Supplied passage:
####

In striving to become cosmopolitan, global cities aim to attract highly-skilled workers while relying on a vast underbelly of low-waged, low status migrants. This book tells the story of one such city, revealing how national development produces both aspirations to be cosmopolitan and to improve one's class standing, along with limitations in achieving such aims. Through the analysis of three different groups of workers in Singapore, Ye shows that cosmopolitanism is an exclusive and aspirational construct created through global and national development strategies, transnational migration and individual senses of identity. This dialectic relationship between class and cosmopolitanism is never free from power and is constituted through material and symbolic conditions, struggles and violence. Class is also constituted through 'the self' and lies at the very heart of different constructions of personhood as they intersect with gender, race, sexuality, ethnicity and nationality.


Product Details

ISBN-13: 9781137436146
Publisher: Palgrave Macmillan UK
Publication date: 07/09/2020
Series: Global Diversities
Edition description: 1st ed. 2016
Pages: 193
Product dimensions: 5.51(w) x 8.50(h) x (d)

####

Rows from a pointing dataset

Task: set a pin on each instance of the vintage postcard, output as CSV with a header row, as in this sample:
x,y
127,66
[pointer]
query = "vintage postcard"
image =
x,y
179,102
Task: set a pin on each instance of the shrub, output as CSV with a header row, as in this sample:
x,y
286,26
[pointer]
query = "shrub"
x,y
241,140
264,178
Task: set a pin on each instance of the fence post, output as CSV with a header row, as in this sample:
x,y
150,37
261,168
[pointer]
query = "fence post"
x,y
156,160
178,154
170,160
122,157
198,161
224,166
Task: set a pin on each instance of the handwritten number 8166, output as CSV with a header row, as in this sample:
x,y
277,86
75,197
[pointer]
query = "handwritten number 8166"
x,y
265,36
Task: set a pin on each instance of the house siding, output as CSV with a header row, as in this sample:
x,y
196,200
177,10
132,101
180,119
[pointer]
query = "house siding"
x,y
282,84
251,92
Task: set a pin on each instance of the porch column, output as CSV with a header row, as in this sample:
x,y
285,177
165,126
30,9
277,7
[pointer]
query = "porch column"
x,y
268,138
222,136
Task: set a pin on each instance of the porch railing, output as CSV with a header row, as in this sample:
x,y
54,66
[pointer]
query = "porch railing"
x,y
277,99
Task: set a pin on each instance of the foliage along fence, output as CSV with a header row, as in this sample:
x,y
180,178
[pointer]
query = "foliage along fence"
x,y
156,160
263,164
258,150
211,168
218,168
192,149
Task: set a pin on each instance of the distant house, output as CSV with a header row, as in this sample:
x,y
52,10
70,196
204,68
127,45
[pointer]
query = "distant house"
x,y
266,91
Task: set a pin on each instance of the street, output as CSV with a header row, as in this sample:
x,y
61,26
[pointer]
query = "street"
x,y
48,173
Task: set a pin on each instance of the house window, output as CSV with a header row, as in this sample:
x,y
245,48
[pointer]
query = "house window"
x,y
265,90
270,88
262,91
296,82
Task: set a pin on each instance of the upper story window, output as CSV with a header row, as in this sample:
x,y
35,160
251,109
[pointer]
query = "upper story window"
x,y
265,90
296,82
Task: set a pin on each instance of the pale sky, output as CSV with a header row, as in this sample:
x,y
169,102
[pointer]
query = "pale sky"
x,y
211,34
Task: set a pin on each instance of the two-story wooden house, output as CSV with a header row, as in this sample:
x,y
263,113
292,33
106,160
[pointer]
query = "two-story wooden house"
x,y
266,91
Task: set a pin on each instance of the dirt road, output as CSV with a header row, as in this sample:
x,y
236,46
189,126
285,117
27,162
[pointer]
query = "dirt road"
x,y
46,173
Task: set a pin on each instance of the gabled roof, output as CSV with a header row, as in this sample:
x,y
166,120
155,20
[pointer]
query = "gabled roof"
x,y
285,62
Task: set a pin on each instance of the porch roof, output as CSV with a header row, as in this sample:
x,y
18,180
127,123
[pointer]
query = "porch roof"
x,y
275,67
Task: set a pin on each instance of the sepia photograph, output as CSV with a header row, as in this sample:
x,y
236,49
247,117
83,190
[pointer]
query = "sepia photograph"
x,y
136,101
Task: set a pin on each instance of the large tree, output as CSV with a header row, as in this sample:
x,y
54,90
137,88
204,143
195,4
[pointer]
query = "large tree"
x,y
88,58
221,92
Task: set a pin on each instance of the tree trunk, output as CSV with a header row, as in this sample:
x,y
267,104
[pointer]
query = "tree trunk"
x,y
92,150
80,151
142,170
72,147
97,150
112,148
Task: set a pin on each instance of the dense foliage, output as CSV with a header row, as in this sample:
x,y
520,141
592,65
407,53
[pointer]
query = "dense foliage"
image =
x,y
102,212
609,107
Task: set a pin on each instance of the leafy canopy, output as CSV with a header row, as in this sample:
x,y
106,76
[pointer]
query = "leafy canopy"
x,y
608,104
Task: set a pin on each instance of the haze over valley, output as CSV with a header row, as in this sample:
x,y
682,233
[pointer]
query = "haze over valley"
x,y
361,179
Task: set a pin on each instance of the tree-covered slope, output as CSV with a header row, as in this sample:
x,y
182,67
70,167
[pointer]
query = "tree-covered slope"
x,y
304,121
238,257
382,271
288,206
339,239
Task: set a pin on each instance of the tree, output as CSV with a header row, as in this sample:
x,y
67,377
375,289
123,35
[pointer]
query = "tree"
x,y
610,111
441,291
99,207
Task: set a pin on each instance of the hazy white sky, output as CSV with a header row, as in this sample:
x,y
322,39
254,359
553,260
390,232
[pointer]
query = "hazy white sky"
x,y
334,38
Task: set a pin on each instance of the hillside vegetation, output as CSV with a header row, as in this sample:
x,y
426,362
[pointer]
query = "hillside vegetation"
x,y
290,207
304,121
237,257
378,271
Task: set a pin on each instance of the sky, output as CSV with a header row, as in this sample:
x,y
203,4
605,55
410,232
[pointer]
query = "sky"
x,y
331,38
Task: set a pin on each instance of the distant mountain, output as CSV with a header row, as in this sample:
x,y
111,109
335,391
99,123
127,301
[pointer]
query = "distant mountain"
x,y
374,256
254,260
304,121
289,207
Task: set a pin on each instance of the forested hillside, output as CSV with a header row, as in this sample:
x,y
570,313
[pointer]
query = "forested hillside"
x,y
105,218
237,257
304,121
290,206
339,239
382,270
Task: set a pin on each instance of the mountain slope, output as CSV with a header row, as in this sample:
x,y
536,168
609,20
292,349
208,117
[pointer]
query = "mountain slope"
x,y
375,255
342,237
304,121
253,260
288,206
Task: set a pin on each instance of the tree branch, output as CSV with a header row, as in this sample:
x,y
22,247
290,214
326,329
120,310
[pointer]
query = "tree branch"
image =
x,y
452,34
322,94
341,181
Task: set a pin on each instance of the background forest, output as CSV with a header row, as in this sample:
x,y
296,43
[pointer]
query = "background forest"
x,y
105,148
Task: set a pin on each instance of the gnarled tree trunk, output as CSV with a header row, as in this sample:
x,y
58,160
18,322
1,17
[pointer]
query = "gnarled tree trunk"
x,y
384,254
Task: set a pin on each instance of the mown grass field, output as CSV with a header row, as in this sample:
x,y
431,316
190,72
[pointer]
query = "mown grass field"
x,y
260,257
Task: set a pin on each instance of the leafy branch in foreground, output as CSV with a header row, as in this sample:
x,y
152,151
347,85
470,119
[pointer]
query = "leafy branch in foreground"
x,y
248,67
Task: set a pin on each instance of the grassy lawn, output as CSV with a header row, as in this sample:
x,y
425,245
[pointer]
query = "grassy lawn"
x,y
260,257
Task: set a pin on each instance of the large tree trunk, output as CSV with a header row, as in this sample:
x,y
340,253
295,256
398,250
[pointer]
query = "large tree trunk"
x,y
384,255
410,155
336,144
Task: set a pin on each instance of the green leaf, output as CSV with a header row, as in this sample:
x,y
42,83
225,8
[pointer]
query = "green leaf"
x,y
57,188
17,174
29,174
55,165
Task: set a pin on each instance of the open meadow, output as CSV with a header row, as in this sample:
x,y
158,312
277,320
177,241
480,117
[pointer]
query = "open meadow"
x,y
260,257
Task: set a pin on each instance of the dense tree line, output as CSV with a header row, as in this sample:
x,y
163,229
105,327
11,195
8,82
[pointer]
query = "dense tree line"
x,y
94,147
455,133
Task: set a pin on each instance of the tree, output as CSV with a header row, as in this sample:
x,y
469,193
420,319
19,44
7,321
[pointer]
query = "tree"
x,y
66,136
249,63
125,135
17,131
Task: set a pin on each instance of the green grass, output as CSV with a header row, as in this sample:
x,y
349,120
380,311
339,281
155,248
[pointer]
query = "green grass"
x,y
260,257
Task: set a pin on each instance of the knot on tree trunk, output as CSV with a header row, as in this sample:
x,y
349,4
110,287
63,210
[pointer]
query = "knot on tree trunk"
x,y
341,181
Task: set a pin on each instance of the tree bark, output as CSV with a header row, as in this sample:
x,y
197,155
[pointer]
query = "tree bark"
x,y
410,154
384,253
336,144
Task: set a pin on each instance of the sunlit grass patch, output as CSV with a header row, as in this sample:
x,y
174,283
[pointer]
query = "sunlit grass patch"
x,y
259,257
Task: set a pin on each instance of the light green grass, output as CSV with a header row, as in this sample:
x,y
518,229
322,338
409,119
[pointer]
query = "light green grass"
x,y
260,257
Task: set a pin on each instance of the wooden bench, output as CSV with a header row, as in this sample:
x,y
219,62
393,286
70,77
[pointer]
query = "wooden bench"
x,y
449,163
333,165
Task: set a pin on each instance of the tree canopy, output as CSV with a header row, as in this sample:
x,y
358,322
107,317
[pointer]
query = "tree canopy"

####

Problem to solve: Copy out the book listing on class and cosmopolitanism in Singapore above in full, word for word, including the product details.

Result for this exercise:
In striving to become cosmopolitan, global cities aim to attract highly-skilled workers while relying on a vast underbelly of low-waged, low status migrants. This book tells the story of one such city, revealing how national development produces both aspirations to be cosmopolitan and to improve one's class standing, along with limitations in achieving such aims. Through the analysis of three different groups of workers in Singapore, Ye shows that cosmopolitanism is an exclusive and aspirational construct created through global and national development strategies, transnational migration and individual senses of identity. This dialectic relationship between class and cosmopolitanism is never free from power and is constituted through material and symbolic conditions, struggles and violence. Class is also constituted through 'the self' and lies at the very heart of different constructions of personhood as they intersect with gender, race, sexuality, ethnicity and nationality.


Product Details

ISBN-13: 9781137436146
Publisher: Palgrave Macmillan UK
Publication date: 07/09/2020
Series: Global Diversities
Edition description: 1st ed. 2016
Pages: 193
Product dimensions: 5.51(w) x 8.50(h) x (d)